CMC Rocks 2021 cancellation will leave $12 million hole
THE cancellation of the largest country music festival in the southern hemisphere for the second year in a row will leave another $12 million hole in the Ipswich economy.
CMC Rocks was called off for 2020 earlier in the year and organisers announced on Monday that it won't go ahead in 2021.
It is set to return in 2022.
The festival moved to Ipswich in 2015 and is locked in until at least 2022.
It is understood negotiations are continuing between organisers and Ipswich City Council to extend that contract to account for two lost years.
Ipswich Chamber of Commerce and Industry president Phil Bell said he understood why the decision was made but it would be a big blow to local hospitality businesses.
"We were devastated when CMC couldn't proceed under COVID-19 restrictions (this year)," he said.
"I think everyone was optimistic until recently that 2021 would be a better year.
"In 2019 it was over 20,000 tickets sold across the three days which represents a fantastic boost for the local economy.
"Almost $12 million worth of visitor expenditure is injected into the local economy as a consequence of the three day event.
"CMC Rocks requires just shy of 53,000 visitor nights to the local region, which extends beyond Ipswich.
"It's a huge event. We don't have capacity for all of those visitor nights. It's certainly a nice problem to have when the demand exceeds supply."
Mr Bell said there was a "growing sense of concern and uncertainty" around the event and it did not come as a big shock to the business community that it had been canned this week.
He said planning such a big event was incredibly challenging, even with community transmission of COVID-19 in Queensland non-existent.
Putting together the City of Ipswich 2020 Business Excellence Awards, held over two venues earlier this month, for more than 300 people was difficult enough.
"With some incongruent policies and restrictions between states and around borders, it's really difficult for businesses to plan," he said.
"What business requires to be successful is simply some support and some certainty.

* **Stored data**:
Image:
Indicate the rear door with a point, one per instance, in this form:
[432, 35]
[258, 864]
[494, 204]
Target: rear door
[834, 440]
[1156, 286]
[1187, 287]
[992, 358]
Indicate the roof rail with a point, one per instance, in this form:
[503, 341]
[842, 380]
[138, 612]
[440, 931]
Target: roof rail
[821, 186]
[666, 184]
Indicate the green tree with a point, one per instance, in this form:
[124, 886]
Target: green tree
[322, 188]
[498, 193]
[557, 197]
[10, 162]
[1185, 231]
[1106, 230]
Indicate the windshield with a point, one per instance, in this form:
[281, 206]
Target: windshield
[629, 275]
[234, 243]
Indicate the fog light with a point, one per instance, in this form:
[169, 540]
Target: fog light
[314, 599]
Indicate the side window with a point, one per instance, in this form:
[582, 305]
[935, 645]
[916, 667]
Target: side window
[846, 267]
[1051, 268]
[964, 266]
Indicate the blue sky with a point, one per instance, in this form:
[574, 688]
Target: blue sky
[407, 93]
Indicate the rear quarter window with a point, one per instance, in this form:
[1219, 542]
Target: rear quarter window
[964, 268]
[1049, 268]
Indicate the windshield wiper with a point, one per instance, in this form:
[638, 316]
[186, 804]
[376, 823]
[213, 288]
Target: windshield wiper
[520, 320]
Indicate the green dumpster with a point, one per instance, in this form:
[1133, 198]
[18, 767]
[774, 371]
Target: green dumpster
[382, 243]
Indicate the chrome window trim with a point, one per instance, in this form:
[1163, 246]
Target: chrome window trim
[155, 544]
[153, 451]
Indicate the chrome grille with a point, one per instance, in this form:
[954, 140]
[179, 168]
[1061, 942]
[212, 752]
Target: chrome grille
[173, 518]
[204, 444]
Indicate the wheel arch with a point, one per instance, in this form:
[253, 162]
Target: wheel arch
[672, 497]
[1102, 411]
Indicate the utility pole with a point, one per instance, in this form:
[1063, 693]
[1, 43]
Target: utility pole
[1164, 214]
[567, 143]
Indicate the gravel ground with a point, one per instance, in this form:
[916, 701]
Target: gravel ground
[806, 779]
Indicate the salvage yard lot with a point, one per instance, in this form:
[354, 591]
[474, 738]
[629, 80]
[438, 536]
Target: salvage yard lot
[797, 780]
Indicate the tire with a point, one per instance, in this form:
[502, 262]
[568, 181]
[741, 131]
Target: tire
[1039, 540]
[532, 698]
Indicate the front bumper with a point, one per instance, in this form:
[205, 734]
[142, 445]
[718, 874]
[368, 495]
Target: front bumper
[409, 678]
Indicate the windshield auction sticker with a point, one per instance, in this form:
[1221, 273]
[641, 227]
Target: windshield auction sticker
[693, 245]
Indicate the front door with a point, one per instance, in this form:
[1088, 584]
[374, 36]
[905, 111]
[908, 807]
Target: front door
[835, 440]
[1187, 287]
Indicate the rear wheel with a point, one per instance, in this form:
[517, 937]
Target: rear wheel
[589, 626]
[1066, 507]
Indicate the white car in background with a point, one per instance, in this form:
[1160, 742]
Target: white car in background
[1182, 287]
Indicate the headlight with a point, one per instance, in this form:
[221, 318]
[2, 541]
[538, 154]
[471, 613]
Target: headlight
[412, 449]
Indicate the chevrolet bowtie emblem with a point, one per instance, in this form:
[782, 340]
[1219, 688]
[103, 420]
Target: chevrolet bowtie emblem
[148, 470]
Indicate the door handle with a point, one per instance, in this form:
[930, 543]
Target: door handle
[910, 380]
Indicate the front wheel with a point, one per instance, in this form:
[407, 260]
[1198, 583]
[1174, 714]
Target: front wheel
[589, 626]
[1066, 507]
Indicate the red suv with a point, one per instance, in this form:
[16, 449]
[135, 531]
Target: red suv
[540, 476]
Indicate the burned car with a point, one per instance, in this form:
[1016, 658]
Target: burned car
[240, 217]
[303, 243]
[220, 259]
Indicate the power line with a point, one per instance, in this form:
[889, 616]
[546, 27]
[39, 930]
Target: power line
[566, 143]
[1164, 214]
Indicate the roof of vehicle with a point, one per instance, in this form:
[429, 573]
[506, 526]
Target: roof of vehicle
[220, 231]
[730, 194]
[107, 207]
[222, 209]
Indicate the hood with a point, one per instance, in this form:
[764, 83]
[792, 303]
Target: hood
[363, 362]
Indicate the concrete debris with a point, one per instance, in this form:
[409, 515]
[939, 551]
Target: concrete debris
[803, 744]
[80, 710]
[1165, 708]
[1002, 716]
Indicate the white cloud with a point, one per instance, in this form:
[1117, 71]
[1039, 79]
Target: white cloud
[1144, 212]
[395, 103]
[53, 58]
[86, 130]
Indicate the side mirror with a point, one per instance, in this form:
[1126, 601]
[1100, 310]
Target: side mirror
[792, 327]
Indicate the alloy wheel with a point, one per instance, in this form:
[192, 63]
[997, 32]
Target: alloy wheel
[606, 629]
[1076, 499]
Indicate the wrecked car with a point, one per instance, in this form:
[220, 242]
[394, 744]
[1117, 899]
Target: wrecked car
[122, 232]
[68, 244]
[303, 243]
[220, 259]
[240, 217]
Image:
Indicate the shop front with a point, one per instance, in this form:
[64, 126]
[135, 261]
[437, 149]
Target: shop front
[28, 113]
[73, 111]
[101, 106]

* **Study questions**:
1. In the article on the CMC Rocks cancellation, how many tickets were sold for the festival in 2019?
2. Continue the article about the CMC Rocks 2021 cancellation from the point where it stops.

* **Results for each task**:
1. Over 20,000 tickets across the three days.

2.
"It's really challenging to plan an event so far out and to understand what restrictions might ease and what things might look like in the future.
"Certainly I have sympathy for CMC Rocks but equally, if not more so, I have significant sympathy for local businesses who are going to be adversely affected."
Ipswich mayor Teresa Harding said she was hopeful of CMC Rocks returning to Ipswich in 2022.
"This is a world-class event held in our region and we understand everyone's frustration and disappointment," she said.
"Council's events team have been liaising with event promoters for several weeks and examined many options for it to proceed, including changing the date and a hybrid event however the event promoters have made the difficult decision not to proceed."
Festival director Michael Chugg said they did not want to put on a "second-rate" event next year, with the pandemic making it difficult for international acts to attend.
Cr Harding said while this decision was a difficult one for the city, Ipswich had more than 220 events annually to pull visitors in.
"One of the beauties of coming to Ipswich is that we have so much to offer, a varied line-up of events that will interest a wide audience," she said.
"We have music, sport, food and entertainment on the list and there will definitely be something there to please people.
"Ipswich attracts more than two million visitors a year so we are keen to host events that will encourage and excite everyone."